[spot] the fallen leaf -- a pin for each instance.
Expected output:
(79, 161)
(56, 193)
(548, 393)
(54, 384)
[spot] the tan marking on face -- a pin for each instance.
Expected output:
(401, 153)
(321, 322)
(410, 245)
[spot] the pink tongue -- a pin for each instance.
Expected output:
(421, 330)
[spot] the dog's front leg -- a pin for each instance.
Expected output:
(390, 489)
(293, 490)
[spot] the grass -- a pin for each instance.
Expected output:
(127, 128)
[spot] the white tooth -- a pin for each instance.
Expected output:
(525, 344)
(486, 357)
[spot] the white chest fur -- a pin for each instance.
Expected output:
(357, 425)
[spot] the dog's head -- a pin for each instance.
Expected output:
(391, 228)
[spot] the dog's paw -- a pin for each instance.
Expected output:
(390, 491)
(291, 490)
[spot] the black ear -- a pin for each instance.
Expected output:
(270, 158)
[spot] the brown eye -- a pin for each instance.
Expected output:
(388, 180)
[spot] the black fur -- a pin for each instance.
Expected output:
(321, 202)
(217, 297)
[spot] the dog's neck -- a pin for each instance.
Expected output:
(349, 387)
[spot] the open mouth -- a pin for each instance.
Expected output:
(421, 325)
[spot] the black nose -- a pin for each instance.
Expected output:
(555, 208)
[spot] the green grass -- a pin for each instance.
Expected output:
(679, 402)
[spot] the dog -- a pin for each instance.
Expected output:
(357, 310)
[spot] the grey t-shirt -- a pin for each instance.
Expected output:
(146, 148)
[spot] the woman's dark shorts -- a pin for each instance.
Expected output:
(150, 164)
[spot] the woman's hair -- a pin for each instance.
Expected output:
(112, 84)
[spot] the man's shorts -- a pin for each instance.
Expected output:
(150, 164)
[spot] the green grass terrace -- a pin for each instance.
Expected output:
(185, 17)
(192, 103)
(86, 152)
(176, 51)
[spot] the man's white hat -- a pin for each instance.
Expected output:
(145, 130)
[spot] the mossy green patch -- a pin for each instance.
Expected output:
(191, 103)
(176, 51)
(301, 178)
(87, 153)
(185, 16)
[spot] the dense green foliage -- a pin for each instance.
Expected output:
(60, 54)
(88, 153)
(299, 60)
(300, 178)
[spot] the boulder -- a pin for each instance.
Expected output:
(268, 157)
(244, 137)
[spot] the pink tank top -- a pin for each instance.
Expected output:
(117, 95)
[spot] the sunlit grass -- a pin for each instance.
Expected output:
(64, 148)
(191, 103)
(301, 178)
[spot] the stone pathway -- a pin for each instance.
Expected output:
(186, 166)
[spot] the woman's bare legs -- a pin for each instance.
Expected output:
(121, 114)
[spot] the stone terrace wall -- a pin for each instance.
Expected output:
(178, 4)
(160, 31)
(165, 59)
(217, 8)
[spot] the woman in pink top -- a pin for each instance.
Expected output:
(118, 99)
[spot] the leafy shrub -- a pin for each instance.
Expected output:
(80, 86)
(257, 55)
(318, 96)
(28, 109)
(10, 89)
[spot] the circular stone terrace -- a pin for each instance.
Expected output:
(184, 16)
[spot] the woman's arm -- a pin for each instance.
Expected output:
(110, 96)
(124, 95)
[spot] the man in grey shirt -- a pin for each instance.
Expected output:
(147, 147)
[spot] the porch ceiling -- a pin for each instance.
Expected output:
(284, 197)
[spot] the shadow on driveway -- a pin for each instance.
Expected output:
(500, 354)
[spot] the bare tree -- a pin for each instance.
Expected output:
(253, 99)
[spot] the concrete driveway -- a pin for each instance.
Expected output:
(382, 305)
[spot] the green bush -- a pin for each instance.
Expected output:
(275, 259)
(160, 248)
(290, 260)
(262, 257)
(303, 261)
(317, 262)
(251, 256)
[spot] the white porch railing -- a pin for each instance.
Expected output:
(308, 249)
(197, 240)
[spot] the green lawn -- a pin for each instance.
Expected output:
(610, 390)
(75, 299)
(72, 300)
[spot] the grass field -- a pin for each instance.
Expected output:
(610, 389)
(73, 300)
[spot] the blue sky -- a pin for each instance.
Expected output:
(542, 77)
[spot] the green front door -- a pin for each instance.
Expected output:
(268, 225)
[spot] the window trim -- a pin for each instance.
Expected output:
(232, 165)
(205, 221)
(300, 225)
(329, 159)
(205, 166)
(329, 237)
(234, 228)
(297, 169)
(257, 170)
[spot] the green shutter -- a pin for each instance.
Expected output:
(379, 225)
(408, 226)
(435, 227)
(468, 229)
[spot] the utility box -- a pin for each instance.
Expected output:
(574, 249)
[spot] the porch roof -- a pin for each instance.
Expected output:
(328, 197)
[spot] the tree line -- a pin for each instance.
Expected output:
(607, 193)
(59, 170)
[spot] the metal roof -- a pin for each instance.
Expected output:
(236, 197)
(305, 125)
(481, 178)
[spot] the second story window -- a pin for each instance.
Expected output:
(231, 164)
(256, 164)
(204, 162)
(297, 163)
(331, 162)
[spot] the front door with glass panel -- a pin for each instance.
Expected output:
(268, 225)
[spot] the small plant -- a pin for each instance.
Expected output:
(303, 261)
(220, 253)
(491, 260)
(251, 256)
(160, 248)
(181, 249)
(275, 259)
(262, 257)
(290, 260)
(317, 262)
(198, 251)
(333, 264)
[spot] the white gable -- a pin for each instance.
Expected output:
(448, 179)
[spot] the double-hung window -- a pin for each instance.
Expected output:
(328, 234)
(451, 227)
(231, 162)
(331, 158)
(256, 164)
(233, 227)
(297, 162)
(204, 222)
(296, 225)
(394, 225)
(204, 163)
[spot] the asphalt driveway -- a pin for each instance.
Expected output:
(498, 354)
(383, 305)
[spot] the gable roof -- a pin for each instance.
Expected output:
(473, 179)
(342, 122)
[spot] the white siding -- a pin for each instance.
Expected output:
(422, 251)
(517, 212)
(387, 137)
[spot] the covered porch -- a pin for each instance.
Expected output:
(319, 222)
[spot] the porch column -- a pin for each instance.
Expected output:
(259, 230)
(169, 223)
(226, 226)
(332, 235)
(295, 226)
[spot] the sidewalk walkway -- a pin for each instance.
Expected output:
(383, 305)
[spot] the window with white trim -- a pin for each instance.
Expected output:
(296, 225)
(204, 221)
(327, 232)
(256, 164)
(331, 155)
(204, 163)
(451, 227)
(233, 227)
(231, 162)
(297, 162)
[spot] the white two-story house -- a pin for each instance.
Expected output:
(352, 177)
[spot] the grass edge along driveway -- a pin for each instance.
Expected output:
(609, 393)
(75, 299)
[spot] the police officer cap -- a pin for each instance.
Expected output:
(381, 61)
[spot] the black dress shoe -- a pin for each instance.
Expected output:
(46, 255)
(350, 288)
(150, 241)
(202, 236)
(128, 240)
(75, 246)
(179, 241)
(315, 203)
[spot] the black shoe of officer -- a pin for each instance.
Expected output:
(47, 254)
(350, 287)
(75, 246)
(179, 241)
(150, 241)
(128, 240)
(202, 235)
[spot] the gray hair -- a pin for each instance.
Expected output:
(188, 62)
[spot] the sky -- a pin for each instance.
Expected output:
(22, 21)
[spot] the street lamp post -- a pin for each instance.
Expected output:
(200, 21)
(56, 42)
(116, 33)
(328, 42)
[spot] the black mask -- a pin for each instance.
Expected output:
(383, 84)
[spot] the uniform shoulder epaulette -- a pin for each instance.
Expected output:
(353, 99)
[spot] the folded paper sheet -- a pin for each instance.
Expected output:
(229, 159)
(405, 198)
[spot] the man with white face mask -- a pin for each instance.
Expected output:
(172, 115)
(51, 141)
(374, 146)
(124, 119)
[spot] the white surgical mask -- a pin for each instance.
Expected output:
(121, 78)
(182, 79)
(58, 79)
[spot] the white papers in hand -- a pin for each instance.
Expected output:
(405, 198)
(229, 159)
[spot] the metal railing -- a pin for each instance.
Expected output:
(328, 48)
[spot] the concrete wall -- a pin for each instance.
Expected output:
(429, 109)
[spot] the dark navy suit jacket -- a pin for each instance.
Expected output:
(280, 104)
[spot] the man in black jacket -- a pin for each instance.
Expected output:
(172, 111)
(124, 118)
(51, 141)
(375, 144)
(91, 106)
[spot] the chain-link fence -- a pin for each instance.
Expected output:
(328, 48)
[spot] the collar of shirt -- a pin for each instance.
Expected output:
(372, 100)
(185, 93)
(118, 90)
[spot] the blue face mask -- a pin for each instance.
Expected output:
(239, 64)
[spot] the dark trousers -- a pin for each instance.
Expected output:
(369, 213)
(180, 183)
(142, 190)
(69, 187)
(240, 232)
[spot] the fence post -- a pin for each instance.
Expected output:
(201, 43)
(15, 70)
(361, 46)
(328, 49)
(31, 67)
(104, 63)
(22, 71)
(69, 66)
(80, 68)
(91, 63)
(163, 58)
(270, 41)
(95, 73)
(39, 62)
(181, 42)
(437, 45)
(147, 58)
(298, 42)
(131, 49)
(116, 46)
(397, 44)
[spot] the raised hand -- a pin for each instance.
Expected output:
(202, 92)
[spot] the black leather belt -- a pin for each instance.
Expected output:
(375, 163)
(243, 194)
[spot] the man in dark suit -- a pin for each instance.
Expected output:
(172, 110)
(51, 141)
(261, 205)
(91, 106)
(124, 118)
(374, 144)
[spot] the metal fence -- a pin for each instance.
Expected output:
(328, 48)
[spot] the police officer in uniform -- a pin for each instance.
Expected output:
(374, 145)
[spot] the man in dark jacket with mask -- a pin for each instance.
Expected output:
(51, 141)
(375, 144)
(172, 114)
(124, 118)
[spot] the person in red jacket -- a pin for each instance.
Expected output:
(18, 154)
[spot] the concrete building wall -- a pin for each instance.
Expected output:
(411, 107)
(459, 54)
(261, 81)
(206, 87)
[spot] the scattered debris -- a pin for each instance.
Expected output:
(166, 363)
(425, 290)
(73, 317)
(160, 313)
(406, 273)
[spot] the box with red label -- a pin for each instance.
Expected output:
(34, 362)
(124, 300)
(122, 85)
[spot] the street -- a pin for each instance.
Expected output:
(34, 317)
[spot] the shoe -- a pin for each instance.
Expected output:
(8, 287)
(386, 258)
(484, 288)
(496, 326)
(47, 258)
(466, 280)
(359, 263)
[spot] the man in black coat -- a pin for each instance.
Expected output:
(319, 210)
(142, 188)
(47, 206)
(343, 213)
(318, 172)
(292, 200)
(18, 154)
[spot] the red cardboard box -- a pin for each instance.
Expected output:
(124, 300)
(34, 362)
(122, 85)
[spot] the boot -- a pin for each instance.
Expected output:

--------------------------------------------------

- **REQUIRED TASK**: Take the line in which "[spot] the man in dark suit" occurs and each subsequent line through the end; give these lines again without alteration.

- **TASK RESPONSE**:
[spot] the man in dark suit -- a pin for each instance.
Expected output:
(172, 110)
(51, 141)
(261, 205)
(91, 106)
(124, 118)
(374, 144)
[spot] the metal fence -- a pin for each instance.
Expected output:
(328, 48)
[spot] the police officer in uniform -- a pin for each instance.
Expected output:
(374, 145)
[spot] the man in dark jacket with mask -- a pin for each instance.
Expected output:
(51, 141)
(375, 144)
(172, 114)
(124, 118)
[spot] the person in red jacket -- a pin for each instance.
Expected output:
(18, 154)
[spot] the concrete building wall -- a pin for each instance.
Expected output:
(411, 107)
(459, 54)
(261, 81)
(206, 87)
[spot] the scattered debris -- a pin for each instance.
Expected output:
(166, 363)
(425, 290)
(73, 317)
(160, 313)
(406, 273)
[spot] the box with red label -- a pin for each instance.
Expected output:
(34, 362)
(124, 300)
(122, 85)
[spot] the street -- a pin for each instance.
Expected output:
(34, 317)
[spot] the shoe -- a pin for each instance.
Expected output:
(8, 287)
(386, 258)
(484, 288)
(496, 326)
(47, 258)
(466, 280)
(359, 263)
[spot] the man in black coat -- a pin for each instance.
Expected output:
(319, 210)
(142, 188)
(47, 206)
(343, 213)
(318, 172)
(292, 200)
(18, 154)
[spot] the red cardboard box -- a pin for each instance.
Expected output:
(124, 300)
(34, 362)
(122, 85)
[spot] the boot -- a pin for each instance.
Expected output:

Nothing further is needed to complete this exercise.